======== Data to examine

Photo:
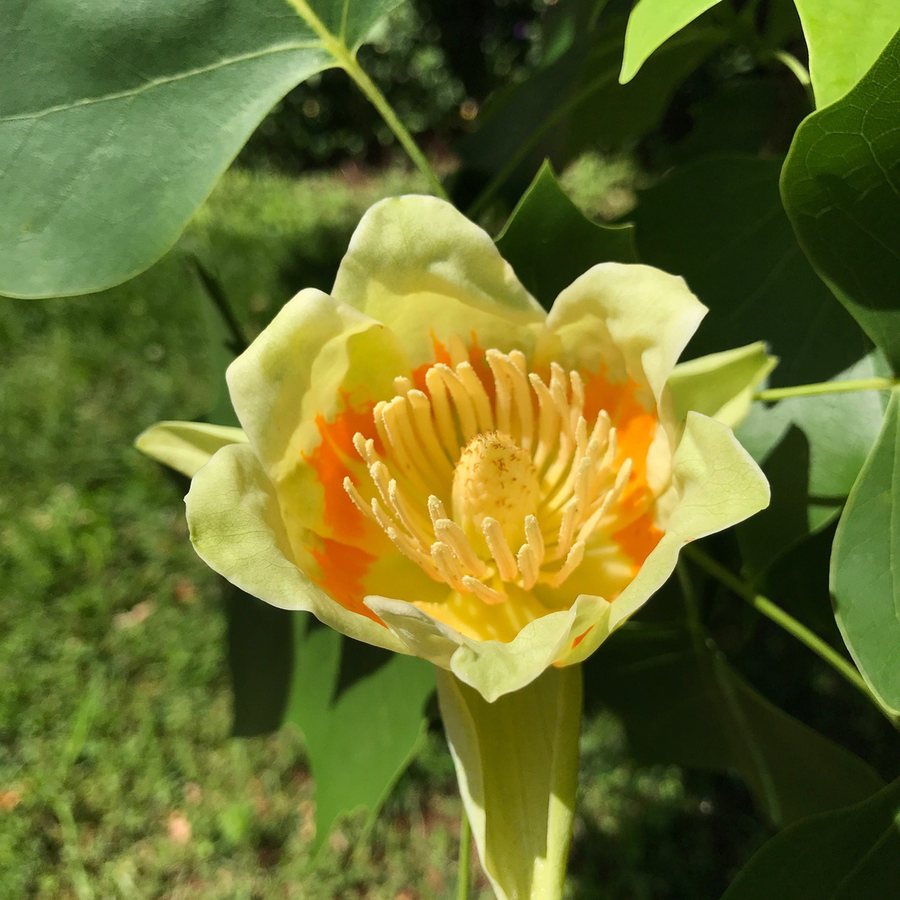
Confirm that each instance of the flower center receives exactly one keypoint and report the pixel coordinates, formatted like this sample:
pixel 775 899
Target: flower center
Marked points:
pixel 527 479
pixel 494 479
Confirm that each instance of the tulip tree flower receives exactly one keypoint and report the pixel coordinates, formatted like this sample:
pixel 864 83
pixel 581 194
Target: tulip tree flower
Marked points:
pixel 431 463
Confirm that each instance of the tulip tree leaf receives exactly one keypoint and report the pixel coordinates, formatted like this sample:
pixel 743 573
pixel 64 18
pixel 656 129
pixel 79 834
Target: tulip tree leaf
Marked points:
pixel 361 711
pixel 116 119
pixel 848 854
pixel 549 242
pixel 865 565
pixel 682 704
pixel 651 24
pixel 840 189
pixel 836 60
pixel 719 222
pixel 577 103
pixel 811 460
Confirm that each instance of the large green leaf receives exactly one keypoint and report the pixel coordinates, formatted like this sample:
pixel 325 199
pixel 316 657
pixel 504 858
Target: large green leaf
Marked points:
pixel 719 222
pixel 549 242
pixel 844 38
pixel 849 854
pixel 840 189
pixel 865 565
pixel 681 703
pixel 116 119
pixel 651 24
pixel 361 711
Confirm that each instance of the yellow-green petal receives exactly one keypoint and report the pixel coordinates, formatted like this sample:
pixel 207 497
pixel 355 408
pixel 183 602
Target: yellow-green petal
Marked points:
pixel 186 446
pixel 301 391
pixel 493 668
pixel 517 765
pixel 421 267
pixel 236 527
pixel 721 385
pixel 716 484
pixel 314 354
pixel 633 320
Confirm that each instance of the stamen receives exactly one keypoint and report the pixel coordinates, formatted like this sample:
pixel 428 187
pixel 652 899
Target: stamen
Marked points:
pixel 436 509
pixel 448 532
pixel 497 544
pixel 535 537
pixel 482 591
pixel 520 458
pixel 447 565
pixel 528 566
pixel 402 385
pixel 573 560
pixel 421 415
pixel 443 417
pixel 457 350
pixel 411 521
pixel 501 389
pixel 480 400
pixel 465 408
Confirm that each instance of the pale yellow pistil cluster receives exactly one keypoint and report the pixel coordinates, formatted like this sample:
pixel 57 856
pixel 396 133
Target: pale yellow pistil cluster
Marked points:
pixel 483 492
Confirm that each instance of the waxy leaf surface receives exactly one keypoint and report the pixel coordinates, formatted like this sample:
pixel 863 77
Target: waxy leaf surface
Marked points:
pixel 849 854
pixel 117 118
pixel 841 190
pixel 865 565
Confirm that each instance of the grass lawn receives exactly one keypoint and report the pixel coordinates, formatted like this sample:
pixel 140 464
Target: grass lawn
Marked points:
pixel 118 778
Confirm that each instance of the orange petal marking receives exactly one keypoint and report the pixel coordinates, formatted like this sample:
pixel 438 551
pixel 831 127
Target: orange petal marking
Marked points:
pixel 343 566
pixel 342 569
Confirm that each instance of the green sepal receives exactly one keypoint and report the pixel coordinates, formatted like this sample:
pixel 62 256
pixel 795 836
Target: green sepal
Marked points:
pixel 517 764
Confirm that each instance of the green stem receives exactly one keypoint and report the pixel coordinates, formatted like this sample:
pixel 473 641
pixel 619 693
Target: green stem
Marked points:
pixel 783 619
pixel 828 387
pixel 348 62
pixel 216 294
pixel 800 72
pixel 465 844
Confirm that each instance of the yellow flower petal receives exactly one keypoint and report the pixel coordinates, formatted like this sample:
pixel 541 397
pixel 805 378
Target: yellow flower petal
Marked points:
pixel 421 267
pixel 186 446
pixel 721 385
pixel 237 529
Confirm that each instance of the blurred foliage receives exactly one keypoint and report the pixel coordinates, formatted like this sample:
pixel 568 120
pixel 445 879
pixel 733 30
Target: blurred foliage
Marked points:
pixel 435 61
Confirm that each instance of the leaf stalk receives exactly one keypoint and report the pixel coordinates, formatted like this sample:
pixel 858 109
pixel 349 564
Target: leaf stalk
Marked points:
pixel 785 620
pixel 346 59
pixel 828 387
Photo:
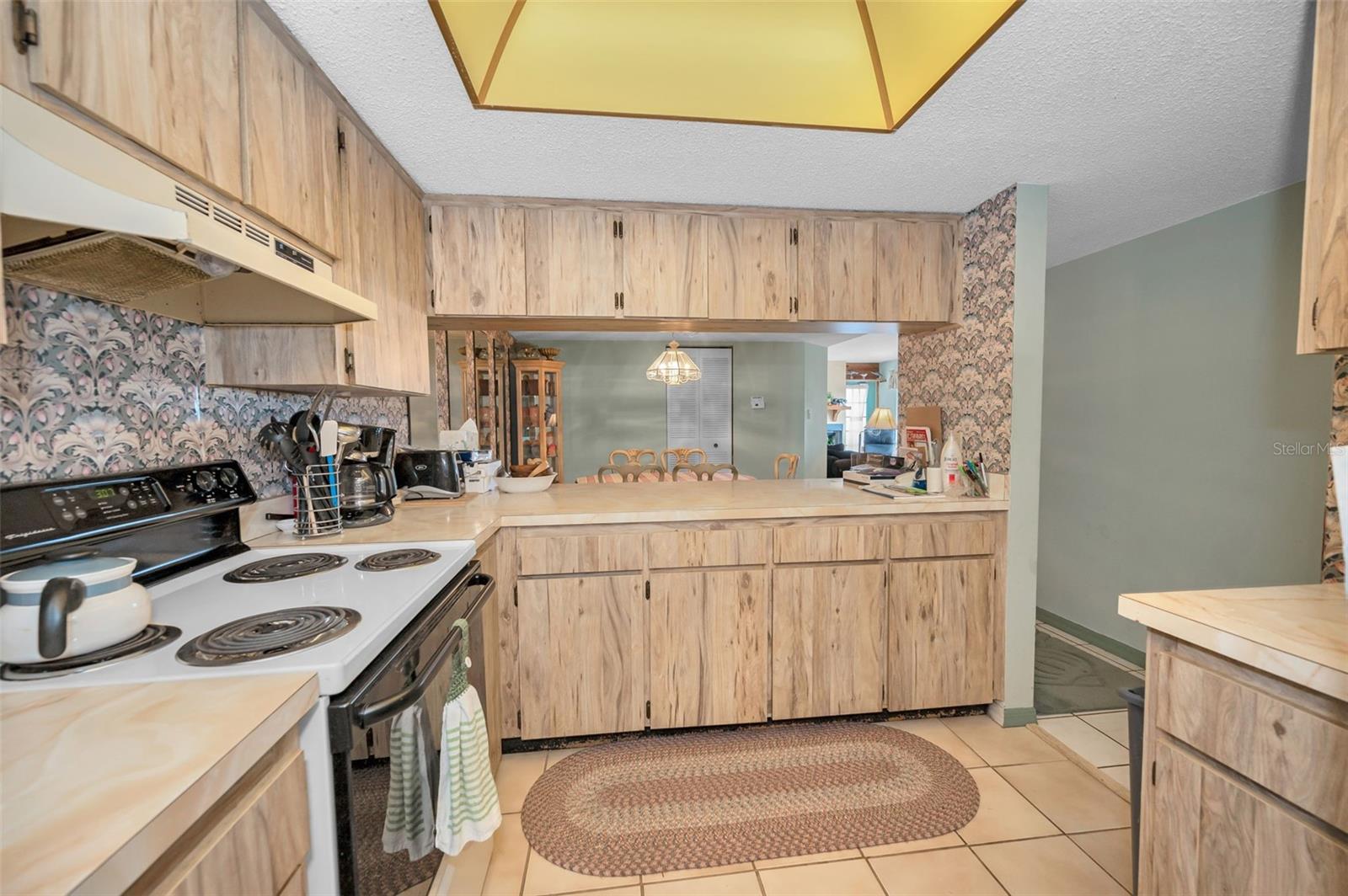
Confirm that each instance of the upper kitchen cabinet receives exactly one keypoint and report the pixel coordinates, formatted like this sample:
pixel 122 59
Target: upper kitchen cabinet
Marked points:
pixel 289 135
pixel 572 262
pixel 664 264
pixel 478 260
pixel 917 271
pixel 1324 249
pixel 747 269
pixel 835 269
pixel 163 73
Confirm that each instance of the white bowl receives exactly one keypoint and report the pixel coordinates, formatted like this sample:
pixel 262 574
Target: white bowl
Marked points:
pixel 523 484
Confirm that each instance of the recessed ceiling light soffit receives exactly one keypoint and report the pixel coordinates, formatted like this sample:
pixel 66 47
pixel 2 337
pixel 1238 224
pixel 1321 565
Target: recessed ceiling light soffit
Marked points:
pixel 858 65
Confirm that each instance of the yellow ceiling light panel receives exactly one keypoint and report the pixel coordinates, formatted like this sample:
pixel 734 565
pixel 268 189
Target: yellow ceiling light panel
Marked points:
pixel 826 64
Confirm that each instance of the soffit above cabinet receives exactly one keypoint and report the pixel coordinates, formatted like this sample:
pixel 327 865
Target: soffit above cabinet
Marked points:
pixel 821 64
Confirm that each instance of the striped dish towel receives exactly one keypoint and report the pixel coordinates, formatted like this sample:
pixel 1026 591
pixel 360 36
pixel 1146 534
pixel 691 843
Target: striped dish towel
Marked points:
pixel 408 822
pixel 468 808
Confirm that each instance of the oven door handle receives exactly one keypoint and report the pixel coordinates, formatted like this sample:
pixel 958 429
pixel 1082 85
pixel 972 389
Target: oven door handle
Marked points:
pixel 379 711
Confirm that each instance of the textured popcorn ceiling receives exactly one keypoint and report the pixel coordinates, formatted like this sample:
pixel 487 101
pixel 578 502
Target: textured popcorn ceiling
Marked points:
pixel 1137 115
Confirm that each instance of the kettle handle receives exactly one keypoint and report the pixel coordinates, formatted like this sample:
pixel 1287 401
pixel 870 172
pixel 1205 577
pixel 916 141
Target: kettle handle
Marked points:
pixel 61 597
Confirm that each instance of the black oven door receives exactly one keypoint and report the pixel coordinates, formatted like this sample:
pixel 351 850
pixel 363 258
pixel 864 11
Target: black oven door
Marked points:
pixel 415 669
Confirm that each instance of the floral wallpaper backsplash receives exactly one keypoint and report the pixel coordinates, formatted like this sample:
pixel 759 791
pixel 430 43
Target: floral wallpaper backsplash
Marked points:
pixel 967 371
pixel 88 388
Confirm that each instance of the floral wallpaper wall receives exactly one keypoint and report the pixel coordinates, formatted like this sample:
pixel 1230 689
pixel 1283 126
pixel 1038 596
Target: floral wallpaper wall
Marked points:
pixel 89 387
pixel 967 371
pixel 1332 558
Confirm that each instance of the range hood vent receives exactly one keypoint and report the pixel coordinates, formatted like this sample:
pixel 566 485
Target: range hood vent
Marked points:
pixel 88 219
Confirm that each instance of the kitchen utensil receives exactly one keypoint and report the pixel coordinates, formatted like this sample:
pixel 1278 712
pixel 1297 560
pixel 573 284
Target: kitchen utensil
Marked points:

================

**What to produce**
Look through the data above. Each line containing the word "leaf" needs to be copied.

**Output of the exercise**
Confirm that each instance of the tulip tree leaf receives exactly one keypoint and report the pixel coordinates, formatted like this sample:
Target: tulip tree leaf
Confirm that each instance of the large green leaf receives exactly one keypoint and report the pixel coordinates, formatted like this sample:
Target: large green leaf
Confirm that each instance of the waxy leaf surface receives exactly one keypoint and report the pixel coordinates, formatted like this sample:
Target: waxy leaf surface
Confirm that each instance of the leaf stalk receives exactly one keypoint and report the pixel coordinates, formatted like this sample:
Target: leaf stalk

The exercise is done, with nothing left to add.